**What you should do:** Which lines in the data below contain the word "trousers"? Pick out and copy each one, counting only matches with the same uppercase and lowercase letters.

==========

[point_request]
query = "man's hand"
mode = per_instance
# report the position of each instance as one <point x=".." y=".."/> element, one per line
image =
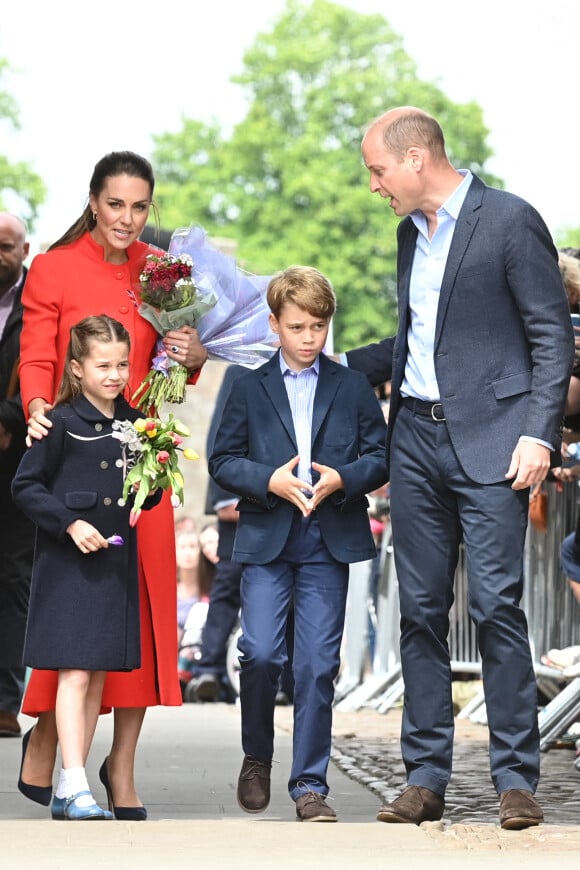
<point x="228" y="514"/>
<point x="530" y="464"/>
<point x="285" y="484"/>
<point x="86" y="537"/>
<point x="330" y="480"/>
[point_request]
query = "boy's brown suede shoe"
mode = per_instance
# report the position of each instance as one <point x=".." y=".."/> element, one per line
<point x="312" y="807"/>
<point x="414" y="805"/>
<point x="519" y="809"/>
<point x="254" y="785"/>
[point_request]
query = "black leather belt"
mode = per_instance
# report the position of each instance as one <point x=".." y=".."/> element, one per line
<point x="433" y="410"/>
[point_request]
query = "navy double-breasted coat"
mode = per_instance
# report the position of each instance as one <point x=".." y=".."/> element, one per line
<point x="84" y="608"/>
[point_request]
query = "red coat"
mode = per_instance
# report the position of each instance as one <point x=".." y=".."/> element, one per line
<point x="63" y="287"/>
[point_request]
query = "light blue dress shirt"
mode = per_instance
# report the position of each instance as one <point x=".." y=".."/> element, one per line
<point x="426" y="279"/>
<point x="301" y="387"/>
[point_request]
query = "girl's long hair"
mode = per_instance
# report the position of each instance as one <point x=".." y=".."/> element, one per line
<point x="100" y="328"/>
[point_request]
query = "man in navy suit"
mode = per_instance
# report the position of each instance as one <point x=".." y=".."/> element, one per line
<point x="301" y="440"/>
<point x="17" y="531"/>
<point x="480" y="368"/>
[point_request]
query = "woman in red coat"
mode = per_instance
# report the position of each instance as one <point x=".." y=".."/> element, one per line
<point x="93" y="269"/>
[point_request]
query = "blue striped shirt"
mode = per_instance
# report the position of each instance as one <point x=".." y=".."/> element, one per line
<point x="300" y="387"/>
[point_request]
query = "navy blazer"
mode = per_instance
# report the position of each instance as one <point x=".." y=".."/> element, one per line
<point x="504" y="343"/>
<point x="256" y="436"/>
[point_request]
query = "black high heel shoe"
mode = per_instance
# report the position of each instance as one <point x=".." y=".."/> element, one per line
<point x="122" y="814"/>
<point x="41" y="794"/>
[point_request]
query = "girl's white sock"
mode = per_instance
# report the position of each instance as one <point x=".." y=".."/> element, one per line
<point x="73" y="780"/>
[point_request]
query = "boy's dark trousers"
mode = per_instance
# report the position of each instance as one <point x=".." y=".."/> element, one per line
<point x="306" y="572"/>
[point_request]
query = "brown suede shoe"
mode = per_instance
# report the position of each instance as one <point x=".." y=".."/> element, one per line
<point x="519" y="809"/>
<point x="254" y="785"/>
<point x="312" y="807"/>
<point x="9" y="725"/>
<point x="414" y="805"/>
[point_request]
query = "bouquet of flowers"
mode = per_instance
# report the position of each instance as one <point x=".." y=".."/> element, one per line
<point x="237" y="327"/>
<point x="150" y="450"/>
<point x="169" y="299"/>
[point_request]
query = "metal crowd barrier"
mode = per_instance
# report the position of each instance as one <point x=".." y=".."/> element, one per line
<point x="553" y="621"/>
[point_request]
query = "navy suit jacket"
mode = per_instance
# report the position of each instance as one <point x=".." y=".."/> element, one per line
<point x="503" y="338"/>
<point x="256" y="436"/>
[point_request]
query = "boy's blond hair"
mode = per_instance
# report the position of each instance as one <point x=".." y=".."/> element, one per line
<point x="305" y="287"/>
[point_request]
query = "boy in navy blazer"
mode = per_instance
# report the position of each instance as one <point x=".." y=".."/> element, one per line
<point x="302" y="440"/>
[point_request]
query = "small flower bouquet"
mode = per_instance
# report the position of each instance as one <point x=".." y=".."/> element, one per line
<point x="169" y="299"/>
<point x="150" y="450"/>
<point x="237" y="328"/>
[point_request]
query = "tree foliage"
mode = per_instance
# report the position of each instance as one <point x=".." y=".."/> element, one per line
<point x="17" y="180"/>
<point x="288" y="184"/>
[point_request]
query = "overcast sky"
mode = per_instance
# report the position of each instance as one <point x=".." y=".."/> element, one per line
<point x="89" y="79"/>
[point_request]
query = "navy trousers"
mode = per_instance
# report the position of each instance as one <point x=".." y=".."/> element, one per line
<point x="434" y="505"/>
<point x="307" y="574"/>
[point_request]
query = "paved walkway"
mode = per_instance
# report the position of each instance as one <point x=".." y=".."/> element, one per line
<point x="188" y="763"/>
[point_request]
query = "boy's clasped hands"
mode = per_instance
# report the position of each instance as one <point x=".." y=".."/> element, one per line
<point x="305" y="496"/>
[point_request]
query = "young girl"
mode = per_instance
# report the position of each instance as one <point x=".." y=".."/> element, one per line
<point x="83" y="615"/>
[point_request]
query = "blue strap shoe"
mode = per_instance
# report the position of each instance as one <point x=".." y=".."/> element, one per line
<point x="67" y="809"/>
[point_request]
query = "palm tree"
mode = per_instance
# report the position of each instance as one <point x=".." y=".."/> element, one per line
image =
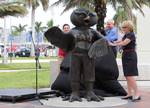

==========

**Exercise output:**
query = "boy's dark trousers"
query = "navy trousers"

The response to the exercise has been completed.